═══ RECORDS TO USE ═══

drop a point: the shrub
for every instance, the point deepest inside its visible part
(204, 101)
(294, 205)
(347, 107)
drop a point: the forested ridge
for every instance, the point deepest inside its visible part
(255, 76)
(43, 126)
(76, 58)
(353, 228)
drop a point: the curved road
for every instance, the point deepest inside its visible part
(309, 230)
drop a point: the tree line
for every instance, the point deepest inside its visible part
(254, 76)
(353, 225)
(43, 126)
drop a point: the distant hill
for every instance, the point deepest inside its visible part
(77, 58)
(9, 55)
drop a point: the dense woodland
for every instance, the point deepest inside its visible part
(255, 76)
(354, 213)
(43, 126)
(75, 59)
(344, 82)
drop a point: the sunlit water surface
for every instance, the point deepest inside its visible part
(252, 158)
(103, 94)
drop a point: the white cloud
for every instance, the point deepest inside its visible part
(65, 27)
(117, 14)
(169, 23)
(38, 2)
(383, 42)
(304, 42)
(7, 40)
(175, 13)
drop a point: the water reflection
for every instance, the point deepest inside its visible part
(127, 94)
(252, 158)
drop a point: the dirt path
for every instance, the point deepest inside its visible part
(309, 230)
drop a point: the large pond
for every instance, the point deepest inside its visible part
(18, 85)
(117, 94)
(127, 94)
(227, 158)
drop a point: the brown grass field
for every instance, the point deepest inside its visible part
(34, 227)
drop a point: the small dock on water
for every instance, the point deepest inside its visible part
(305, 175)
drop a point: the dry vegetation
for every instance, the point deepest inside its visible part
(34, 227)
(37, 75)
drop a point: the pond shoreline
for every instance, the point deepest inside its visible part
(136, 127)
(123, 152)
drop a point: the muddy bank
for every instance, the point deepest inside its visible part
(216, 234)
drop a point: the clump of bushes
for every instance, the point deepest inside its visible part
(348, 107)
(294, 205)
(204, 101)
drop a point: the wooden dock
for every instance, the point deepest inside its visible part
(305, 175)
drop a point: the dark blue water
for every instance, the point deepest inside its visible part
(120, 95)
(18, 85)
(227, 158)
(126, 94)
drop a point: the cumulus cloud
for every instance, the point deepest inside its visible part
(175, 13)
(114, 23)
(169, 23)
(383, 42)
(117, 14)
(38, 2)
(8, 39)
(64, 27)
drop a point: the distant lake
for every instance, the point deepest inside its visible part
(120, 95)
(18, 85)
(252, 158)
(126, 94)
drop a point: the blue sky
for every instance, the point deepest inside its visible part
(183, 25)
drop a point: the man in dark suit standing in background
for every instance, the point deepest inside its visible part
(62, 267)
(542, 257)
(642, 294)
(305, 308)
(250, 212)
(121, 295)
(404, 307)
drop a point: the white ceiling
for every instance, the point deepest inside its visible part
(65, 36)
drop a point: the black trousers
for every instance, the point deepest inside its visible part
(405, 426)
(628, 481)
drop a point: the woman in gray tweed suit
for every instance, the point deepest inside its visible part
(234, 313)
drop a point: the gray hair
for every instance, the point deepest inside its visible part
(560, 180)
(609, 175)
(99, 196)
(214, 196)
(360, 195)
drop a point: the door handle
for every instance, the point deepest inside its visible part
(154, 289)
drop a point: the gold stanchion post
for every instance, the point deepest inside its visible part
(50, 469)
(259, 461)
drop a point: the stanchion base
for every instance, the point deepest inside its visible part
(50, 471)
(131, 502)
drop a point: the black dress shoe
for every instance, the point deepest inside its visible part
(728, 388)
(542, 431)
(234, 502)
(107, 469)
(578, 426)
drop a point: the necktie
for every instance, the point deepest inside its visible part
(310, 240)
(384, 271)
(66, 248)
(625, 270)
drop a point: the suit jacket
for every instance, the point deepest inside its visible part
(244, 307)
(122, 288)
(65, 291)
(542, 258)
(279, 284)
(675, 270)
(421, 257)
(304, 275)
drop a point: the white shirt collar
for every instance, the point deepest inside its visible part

═══

• _YOUR OBJECTIVE_: Reproduce the lines from the one containing "drop a point: the distant lake" to the end of the entries, keeping both ends and adding nothing.

• _SOLUTION TO THE EXERCISE_:
drop a point: the distant lake
for every instance, the point deepest inside its visible part
(120, 95)
(18, 85)
(252, 158)
(126, 94)
drop a point: the blue sky
for every instance, the point deepest inside its visible part
(183, 25)
drop a point: the man in dark suit standing in background
for every instance, the point deepest inside its visible part
(62, 267)
(542, 257)
(642, 294)
(305, 308)
(250, 212)
(121, 295)
(404, 307)
drop a point: the white ceiling
for every instance, the point deepest inside its visible part
(65, 36)
drop a point: the black trousers
for every instance, the point deepest inside its visible part
(405, 426)
(628, 481)
drop a point: the woman in gray tweed suit
for every instance, the point deepest inside its visible part
(234, 313)
drop a point: the gray hair
for every instance, the point deepest inside its visible part
(560, 180)
(609, 175)
(99, 196)
(214, 196)
(360, 195)
drop a point: the door handle
for every instance, the point deepest inside its visible part
(154, 289)
drop a point: the gold stanchion post
for every instance, the point deepest inside its visible part
(50, 469)
(259, 461)
drop a point: the stanchion base
for every instance, the point deepest inside its visible part
(50, 471)
(131, 502)
drop a point: the black dress shoe
for every instance, the point deepest inside its visible part
(728, 388)
(542, 431)
(234, 502)
(107, 469)
(578, 426)
drop a point: the necktie
for every instance, the point deepest inside its visible part
(310, 240)
(384, 271)
(66, 248)
(625, 270)
drop a point: the suit jacket
for every instance, the point deepest inside its visible part
(244, 307)
(122, 288)
(65, 291)
(542, 258)
(279, 284)
(675, 270)
(421, 257)
(304, 275)
drop a point: the white shirt collar
for every instance, the point deepest inside its visible part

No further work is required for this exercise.